::: MATERIAL FOR THE TASK

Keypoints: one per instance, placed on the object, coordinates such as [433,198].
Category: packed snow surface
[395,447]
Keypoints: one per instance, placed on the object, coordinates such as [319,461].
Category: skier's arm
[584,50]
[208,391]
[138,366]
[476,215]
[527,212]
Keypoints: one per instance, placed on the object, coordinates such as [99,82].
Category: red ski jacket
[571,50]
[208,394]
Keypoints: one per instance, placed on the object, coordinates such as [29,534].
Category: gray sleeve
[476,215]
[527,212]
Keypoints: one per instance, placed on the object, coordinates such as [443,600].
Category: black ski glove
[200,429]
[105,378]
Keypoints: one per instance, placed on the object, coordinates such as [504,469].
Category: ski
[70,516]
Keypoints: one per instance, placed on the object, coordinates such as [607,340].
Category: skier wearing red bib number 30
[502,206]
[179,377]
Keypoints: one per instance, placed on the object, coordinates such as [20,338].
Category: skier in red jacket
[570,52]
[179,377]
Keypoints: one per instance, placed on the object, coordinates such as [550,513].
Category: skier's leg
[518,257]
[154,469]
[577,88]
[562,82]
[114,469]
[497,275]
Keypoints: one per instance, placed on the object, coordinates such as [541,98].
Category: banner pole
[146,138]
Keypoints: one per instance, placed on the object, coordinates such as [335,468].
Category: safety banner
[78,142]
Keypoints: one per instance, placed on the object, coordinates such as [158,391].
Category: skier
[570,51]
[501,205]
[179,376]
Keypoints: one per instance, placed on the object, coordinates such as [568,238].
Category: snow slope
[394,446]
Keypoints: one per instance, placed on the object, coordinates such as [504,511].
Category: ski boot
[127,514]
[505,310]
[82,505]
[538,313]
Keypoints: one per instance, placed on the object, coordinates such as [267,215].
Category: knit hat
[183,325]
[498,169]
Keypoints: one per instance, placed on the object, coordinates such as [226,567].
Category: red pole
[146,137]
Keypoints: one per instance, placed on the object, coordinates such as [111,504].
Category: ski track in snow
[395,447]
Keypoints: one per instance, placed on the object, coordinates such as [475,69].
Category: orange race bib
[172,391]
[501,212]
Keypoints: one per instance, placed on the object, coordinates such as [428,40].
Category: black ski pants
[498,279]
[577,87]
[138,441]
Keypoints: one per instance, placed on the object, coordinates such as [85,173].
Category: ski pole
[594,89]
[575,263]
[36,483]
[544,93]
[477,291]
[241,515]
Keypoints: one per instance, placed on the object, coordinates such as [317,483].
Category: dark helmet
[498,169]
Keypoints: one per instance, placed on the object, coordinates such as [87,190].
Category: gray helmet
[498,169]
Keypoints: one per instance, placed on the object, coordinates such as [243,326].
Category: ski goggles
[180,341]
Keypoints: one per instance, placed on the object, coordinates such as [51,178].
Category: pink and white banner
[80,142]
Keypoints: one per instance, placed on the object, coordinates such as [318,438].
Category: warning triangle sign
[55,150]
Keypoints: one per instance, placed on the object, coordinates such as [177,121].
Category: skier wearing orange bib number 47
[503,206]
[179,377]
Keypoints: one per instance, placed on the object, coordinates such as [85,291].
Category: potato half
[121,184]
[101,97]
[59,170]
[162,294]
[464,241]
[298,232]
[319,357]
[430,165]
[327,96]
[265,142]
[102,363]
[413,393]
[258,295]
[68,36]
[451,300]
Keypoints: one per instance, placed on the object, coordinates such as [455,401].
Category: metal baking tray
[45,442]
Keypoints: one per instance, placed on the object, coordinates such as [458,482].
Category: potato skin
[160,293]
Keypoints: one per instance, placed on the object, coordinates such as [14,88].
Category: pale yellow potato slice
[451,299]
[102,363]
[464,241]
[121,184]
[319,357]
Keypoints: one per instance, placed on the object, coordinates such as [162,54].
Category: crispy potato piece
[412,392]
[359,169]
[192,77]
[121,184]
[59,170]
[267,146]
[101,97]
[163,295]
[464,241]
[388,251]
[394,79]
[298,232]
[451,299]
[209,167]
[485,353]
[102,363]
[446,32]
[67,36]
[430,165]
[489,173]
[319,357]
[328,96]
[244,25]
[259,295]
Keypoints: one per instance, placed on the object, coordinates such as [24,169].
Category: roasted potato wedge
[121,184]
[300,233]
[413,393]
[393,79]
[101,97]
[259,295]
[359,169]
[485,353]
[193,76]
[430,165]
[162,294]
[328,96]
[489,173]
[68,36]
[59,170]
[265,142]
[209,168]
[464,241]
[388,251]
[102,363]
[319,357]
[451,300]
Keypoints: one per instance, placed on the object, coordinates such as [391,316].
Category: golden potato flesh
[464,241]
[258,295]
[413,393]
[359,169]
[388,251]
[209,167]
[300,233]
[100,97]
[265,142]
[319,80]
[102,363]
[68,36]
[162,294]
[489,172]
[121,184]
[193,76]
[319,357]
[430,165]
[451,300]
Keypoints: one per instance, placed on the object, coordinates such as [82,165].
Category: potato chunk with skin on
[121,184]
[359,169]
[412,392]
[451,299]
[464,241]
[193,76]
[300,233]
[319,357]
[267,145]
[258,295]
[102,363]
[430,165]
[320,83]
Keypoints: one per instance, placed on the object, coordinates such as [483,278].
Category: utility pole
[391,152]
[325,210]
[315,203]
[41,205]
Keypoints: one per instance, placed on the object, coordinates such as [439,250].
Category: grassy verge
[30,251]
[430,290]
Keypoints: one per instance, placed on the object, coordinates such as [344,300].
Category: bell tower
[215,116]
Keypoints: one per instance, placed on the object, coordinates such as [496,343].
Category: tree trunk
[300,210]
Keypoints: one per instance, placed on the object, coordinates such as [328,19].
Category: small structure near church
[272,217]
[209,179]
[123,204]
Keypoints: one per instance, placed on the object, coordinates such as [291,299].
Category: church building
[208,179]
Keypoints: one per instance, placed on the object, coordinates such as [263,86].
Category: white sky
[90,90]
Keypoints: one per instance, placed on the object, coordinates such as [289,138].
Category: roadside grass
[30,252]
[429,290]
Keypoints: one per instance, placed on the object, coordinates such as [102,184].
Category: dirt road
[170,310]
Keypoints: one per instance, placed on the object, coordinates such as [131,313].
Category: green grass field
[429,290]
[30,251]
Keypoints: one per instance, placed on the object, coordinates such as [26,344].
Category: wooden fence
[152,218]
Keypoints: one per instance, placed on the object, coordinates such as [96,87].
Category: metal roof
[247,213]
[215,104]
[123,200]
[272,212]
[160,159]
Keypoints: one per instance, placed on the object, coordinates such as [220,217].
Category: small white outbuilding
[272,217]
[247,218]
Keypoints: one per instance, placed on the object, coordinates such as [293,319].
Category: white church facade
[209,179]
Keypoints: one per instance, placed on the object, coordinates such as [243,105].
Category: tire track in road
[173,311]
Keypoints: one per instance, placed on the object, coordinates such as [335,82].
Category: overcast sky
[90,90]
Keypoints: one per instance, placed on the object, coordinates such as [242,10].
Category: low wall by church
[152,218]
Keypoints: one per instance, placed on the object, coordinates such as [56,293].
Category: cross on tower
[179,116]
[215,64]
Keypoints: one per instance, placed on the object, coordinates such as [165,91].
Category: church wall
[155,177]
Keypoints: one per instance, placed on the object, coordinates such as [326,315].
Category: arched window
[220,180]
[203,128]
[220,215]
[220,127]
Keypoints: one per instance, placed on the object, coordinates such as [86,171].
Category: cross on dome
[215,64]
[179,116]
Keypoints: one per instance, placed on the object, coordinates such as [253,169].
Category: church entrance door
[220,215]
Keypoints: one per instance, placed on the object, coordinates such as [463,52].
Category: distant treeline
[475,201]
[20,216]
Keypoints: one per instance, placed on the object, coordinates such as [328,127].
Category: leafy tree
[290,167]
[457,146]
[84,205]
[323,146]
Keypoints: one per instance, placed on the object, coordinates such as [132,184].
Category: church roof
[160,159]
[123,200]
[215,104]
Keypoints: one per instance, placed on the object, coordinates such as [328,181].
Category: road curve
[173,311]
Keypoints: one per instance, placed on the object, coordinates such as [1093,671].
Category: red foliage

::::::

● **WHAT YOU NEED TO DO**: Print the line containing "such as [335,82]." and every line after it to the end of the records above, exactly as written, and nothing else.

● **TASK ANSWER**:
Keypoints: one per instance, placed on the object, coordinates such as [335,82].
Category: overcast sky
[90,90]
Keypoints: one per instance, placed on the object, coordinates such as [242,10].
Category: low wall by church
[152,218]
Keypoints: one per instance, placed on the object, coordinates such as [56,293].
Category: cross on tower
[179,116]
[215,64]
Keypoints: one per instance, placed on the object, coordinates such as [165,91].
Category: church wall
[155,177]
Keypoints: one per instance, placed on the object, coordinates such as [326,315].
Category: arched window
[220,180]
[203,128]
[220,215]
[220,127]
Keypoints: one per instance, placed on the object, coordinates such as [86,171].
Category: cross on dome
[215,64]
[179,116]
Keypoints: one per instance, placed on the object, coordinates such as [253,169].
Category: church entrance door
[220,215]
Keypoints: one per instance, placed on the object, coordinates such as [463,52].
Category: distant treeline
[475,201]
[20,216]
Keypoints: one per instance, placed on the object, coordinates such as [328,127].
Category: leafy tree
[290,167]
[457,146]
[84,205]
[323,146]
Keypoints: one per instance, placed on the object, coordinates such as [132,184].
Category: church roof
[160,159]
[123,200]
[215,104]
Keypoints: one per instance, placed on the object, coordinates such as [328,181].
Category: road curve
[173,311]
Keypoints: one per instance, placed on the object, coordinates such as [1093,671].
Category: red foliage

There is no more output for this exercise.